» Exercise
Nothing but the lines from the one with "Would you please identify the potted" through the final line of the entries below should be written out, each exactly as given.

» Records provided

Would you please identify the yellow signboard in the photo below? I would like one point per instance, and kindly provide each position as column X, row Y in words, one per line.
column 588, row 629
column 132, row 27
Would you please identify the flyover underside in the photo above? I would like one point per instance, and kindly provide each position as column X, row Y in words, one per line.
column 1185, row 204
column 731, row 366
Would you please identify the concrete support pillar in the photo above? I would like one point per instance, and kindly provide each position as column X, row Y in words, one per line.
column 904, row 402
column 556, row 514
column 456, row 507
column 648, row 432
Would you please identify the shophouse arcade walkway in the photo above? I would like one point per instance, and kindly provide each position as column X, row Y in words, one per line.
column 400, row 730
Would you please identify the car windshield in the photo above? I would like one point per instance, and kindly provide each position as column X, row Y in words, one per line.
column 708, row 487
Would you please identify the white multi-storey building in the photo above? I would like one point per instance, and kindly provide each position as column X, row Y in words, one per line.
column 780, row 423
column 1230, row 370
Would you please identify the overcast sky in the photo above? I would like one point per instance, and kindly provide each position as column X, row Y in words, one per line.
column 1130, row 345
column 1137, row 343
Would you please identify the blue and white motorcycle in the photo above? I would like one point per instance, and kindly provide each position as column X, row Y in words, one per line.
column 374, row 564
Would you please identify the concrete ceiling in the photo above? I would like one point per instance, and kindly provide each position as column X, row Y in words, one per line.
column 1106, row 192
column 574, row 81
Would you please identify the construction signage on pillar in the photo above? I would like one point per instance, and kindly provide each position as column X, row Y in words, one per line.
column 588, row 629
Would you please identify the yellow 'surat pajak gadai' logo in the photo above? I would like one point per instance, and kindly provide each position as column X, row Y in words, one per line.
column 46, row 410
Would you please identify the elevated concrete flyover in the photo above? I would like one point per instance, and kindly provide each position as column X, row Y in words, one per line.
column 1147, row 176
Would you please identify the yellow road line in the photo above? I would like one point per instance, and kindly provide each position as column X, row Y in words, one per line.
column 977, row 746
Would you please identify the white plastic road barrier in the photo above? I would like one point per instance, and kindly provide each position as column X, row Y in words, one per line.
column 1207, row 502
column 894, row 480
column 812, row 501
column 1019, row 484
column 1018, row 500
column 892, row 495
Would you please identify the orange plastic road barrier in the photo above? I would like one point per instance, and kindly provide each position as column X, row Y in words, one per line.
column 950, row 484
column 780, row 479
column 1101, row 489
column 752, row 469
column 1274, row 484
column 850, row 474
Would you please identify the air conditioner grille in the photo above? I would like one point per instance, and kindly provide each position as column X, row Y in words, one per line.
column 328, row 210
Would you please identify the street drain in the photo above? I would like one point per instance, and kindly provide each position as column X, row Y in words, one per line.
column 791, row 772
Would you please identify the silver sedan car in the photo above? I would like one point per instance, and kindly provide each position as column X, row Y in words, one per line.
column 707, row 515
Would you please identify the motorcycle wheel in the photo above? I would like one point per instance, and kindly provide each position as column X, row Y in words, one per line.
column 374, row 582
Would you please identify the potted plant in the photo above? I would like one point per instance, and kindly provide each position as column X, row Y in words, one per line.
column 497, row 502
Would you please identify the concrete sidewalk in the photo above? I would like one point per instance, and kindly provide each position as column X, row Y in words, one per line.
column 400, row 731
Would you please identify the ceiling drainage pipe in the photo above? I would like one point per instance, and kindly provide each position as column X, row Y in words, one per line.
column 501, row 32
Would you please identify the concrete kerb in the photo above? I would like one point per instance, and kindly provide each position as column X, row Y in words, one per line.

» Answer to this exercise
Would you please identify the potted plant in the photo above? I would like one point per instance, and kindly provide each position as column X, row Y in words, one per line.
column 497, row 502
Would you please identify the concrete sidewalk in the photo above? I would like one point per instance, and kindly provide each position as column X, row Y in words, one per line.
column 400, row 731
Would you please identify the ceiling drainage pipe in the photo above? I would like one point per instance, and kindly provide each position as column X, row Y in words, one per line.
column 501, row 32
Would you please identify the concrete kerb in the photo above? I would like one point per instance, and kindly provide each position as column X, row Y in words, one per line.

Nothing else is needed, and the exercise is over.